§ **Task requirements**: Transcribe the listing word for word.

§ **Data section**:
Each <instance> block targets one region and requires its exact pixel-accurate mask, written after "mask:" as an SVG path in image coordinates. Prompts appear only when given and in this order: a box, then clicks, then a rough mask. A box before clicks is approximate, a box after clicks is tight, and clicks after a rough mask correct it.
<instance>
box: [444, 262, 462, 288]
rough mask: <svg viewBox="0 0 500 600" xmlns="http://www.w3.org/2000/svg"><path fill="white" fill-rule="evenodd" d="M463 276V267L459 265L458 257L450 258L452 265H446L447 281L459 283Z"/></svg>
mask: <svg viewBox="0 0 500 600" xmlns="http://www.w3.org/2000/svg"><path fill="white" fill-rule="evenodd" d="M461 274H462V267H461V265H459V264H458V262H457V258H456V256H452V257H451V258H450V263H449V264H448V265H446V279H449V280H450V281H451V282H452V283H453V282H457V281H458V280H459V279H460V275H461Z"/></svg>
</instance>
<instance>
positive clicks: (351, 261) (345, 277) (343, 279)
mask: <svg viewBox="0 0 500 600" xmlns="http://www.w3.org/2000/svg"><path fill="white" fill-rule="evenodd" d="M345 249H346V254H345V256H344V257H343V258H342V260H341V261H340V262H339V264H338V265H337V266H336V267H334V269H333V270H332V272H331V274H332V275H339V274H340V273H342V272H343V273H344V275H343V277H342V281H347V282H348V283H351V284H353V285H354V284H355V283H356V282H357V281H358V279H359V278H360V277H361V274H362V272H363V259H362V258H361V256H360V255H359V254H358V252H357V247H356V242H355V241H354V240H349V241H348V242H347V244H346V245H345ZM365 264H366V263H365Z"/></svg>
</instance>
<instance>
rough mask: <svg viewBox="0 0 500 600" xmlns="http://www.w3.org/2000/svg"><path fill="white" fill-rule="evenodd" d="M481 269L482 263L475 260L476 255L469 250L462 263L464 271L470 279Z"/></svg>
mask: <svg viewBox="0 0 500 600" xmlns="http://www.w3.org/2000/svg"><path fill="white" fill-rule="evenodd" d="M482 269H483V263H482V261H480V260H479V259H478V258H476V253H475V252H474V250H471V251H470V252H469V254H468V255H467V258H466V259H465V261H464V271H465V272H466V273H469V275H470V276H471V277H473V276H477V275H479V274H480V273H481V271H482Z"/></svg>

§ **Solution to this problem**:
Each <instance> block targets one region and requires its exact pixel-accurate mask, written after "mask:" as an SVG path in image coordinates. Prompts appear only when given and in this order: a box, then clicks, then a rough mask. A box before clicks is approximate, a box after clicks is tight, and clicks after a rough mask correct it.
<instance>
box: [444, 262, 462, 288]
rough mask: <svg viewBox="0 0 500 600" xmlns="http://www.w3.org/2000/svg"><path fill="white" fill-rule="evenodd" d="M463 276V267L459 265L458 257L450 258L452 265H446L447 281L459 283Z"/></svg>
mask: <svg viewBox="0 0 500 600" xmlns="http://www.w3.org/2000/svg"><path fill="white" fill-rule="evenodd" d="M461 274H462V267H461V265H459V264H458V262H457V258H456V256H452V257H451V258H450V263H449V264H448V265H446V279H449V280H450V281H451V282H452V283H453V282H457V281H458V280H459V279H460V275H461Z"/></svg>
</instance>
<instance>
positive clicks: (351, 261) (345, 277) (343, 279)
mask: <svg viewBox="0 0 500 600" xmlns="http://www.w3.org/2000/svg"><path fill="white" fill-rule="evenodd" d="M345 249H346V254H345V256H344V257H343V258H342V260H341V261H340V262H339V264H338V265H337V266H336V267H334V269H333V270H332V272H331V274H332V275H339V274H340V273H342V272H343V273H344V275H343V277H342V281H347V282H348V283H351V284H353V285H354V284H355V283H356V282H357V281H358V279H359V278H360V277H361V274H362V272H363V259H362V258H361V256H360V255H359V254H358V252H357V247H356V242H355V241H354V240H349V241H348V242H347V244H346V245H345ZM365 264H366V263H365Z"/></svg>
</instance>
<instance>
rough mask: <svg viewBox="0 0 500 600" xmlns="http://www.w3.org/2000/svg"><path fill="white" fill-rule="evenodd" d="M481 269L482 263L475 260L476 255L469 250L462 263L464 271L470 279Z"/></svg>
mask: <svg viewBox="0 0 500 600" xmlns="http://www.w3.org/2000/svg"><path fill="white" fill-rule="evenodd" d="M482 269H483V263H482V261H480V260H479V259H478V258H476V253H475V252H474V250H471V251H470V252H469V254H468V255H467V258H466V259H465V261H464V271H465V272H466V273H469V275H470V276H471V277H473V276H477V275H479V274H480V273H481V271H482Z"/></svg>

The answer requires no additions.